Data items
>> BEGIN

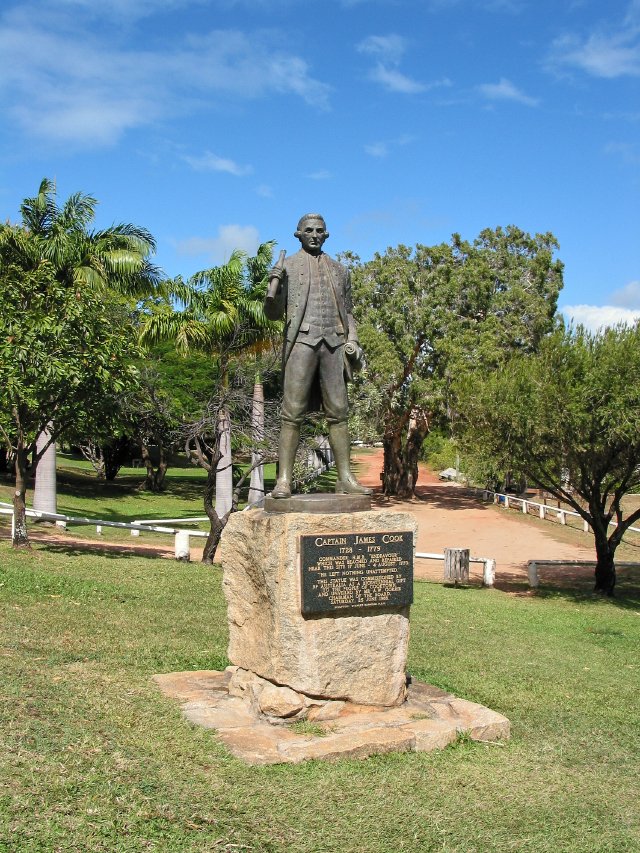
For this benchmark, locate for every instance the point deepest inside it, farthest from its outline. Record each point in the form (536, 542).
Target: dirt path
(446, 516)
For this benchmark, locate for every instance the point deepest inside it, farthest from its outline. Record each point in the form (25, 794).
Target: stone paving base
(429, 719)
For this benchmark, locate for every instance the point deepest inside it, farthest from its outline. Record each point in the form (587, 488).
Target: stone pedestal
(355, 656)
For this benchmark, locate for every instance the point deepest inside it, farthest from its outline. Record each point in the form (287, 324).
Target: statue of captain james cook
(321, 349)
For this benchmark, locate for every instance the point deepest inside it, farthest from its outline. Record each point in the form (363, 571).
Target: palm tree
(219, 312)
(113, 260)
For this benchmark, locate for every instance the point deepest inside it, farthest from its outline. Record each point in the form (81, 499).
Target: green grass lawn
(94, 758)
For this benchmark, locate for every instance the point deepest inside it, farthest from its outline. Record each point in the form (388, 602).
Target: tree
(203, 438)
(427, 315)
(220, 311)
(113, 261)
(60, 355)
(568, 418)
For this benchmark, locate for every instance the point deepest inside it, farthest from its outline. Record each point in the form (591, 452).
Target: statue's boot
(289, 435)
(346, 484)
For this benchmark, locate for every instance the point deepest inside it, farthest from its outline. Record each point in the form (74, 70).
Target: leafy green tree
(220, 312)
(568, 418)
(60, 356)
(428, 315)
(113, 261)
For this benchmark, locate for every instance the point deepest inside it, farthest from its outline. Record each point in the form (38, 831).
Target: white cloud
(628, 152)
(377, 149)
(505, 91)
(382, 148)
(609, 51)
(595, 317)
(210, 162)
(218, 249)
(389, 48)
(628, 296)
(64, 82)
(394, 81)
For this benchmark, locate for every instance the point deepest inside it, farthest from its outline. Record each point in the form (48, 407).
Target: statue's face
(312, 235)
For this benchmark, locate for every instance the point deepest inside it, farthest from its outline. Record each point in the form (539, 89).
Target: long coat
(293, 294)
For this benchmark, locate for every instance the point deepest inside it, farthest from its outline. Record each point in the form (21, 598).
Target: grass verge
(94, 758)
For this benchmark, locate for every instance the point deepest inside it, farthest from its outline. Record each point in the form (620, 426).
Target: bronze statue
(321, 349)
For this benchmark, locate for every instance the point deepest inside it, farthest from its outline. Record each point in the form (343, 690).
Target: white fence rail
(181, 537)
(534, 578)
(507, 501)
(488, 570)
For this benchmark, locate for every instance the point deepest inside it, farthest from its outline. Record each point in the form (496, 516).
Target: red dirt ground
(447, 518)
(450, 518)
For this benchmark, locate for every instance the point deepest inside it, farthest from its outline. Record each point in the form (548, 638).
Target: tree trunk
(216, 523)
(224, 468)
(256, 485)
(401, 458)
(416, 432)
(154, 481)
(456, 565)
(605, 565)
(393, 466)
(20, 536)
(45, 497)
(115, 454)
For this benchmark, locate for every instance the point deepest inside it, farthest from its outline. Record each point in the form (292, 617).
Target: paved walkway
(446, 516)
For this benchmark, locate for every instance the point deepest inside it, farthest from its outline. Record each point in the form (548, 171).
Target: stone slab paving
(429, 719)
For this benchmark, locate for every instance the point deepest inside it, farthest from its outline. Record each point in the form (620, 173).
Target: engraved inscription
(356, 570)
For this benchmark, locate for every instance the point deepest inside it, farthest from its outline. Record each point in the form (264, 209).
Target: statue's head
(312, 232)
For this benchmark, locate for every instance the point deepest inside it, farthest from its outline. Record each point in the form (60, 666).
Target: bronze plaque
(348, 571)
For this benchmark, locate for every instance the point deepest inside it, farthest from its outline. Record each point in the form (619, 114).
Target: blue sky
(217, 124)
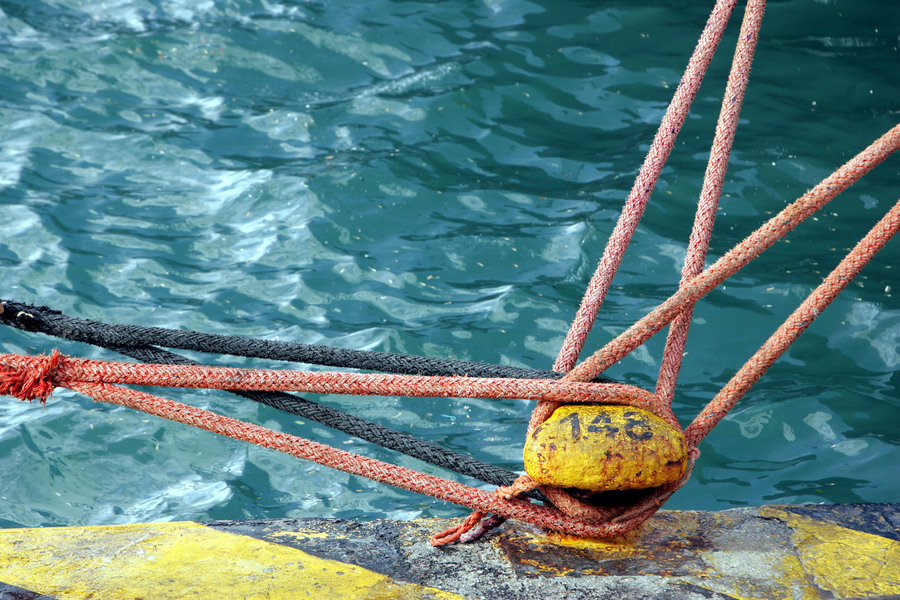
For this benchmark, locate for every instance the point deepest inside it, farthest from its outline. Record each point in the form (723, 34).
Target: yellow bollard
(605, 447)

>> END

EXERCISE DETAILS » In the records above, find the line containing "form (343, 690).". Reproduce it and every line after it through the last line, omitting pictures.

CORRECT OUTPUT »
For this benchmark, locate for every instance the point deepest inside it, farthest from its outline. Record each point in the form (343, 690).
Target: white fence rail
(181, 537)
(534, 578)
(507, 501)
(488, 570)
For this benchmark, locate for every instance the point deepest inside it, farthest from its outline. Record each point in the form (496, 516).
Target: red dirt ground
(447, 518)
(450, 518)
For this benchmark, locate for every instance the point deepest inside it, farthest from its outline. Record each point in the form (548, 638).
Target: tree trunk
(216, 523)
(224, 468)
(256, 485)
(401, 458)
(416, 432)
(154, 481)
(456, 565)
(605, 565)
(393, 466)
(20, 536)
(45, 497)
(115, 454)
For this benchmark, locate for every instance the point deepest inside it, farthest from its outline. Record each point in the form (292, 617).
Target: paved walkway
(446, 516)
For this benchmark, locate for every instance the point deepest inside it, farthest from its outline. Record each point in the form (548, 171).
Target: stone slab paving
(429, 719)
For this benchmark, locate for every instance the point deepest inside it, farthest from its outline. Record each point in the form (620, 173).
Target: engraved inscription
(356, 570)
For this benchmark, locate for every instance the point deepest inside it, farthest from its outline. Record each point in the form (264, 209).
Target: statue's head
(312, 232)
For this benchmark, locate for every instance the point deepest inside it, farthest from its outline. Record each point in the form (60, 666).
Target: bronze plaque
(348, 571)
For this benchmark, locate for every instance the point deepest inside it, farthest from its outline. Record each point in the form (619, 114).
Target: blue sky
(217, 124)
For this benchmark, locate for every instance the point deepest inside it, farthest from its outline. Record each point in the form (723, 34).
Target: yellow bollard
(605, 447)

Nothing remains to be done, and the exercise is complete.